→ **INSTRUCTIONS FOR THE TASK**: Could you rewrite all of the material with "armchair" swapped for "recliner" wherever it appears, changing nothing else and leaving out the pictures?

→ **DATA ENTRIES**:
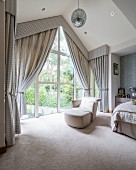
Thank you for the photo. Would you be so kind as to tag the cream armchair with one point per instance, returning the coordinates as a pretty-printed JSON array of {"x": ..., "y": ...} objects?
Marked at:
[{"x": 83, "y": 112}]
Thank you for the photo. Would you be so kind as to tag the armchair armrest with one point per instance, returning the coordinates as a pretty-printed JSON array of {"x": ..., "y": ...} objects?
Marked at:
[{"x": 76, "y": 103}]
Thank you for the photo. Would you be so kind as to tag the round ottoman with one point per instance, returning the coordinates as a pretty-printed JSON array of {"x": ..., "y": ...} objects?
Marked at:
[{"x": 77, "y": 118}]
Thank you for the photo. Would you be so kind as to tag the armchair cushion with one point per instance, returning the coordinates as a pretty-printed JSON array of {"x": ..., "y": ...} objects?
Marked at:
[{"x": 87, "y": 103}]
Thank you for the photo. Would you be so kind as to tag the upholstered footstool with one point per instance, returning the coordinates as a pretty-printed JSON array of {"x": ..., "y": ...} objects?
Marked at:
[{"x": 77, "y": 118}]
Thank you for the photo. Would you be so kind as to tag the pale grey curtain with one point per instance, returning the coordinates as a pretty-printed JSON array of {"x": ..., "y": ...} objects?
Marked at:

→ **THE REPLY**:
Thank you for the photo. Would you be so kind as to tag the cream recliner with one point per instance, returning the coordinates as a pretty-printed JSON array of {"x": ..., "y": ...} objects?
Marked at:
[{"x": 83, "y": 112}]
Thank you for the photo. Would you be so kind as to tag the recliner armrest with one point per instance, returning the coordinates as a pretty-printed JSON array of {"x": ..., "y": ...} objects?
Marked at:
[{"x": 76, "y": 103}]
Thank you for the photo. Would you be so kind as to tag the round ottoman with one point per instance, returning the coordinates as a pretty-printed JSON array of {"x": ..., "y": ...} objects?
Marked at:
[{"x": 77, "y": 118}]
Thank you for the photo. Would you be so kind as to tag the recliner cushion with one point per instance, returning the coordinates as a pretty-printed JSON array of {"x": ..., "y": ...} objects?
Marked at:
[{"x": 87, "y": 103}]
Thank you for the photo. Would you be so kind as to tag the upholstered footstool with one point per instance, returning the coordinates as a pretty-printed JSON array of {"x": ..., "y": ...} objects?
Marked at:
[{"x": 77, "y": 118}]
Thank you for the photo. Would you be so kind as to tag the pale grey curtain with one point per instance, returning the coordinates as a pretty-printed JSON array of {"x": ..., "y": ...} objects?
Marked at:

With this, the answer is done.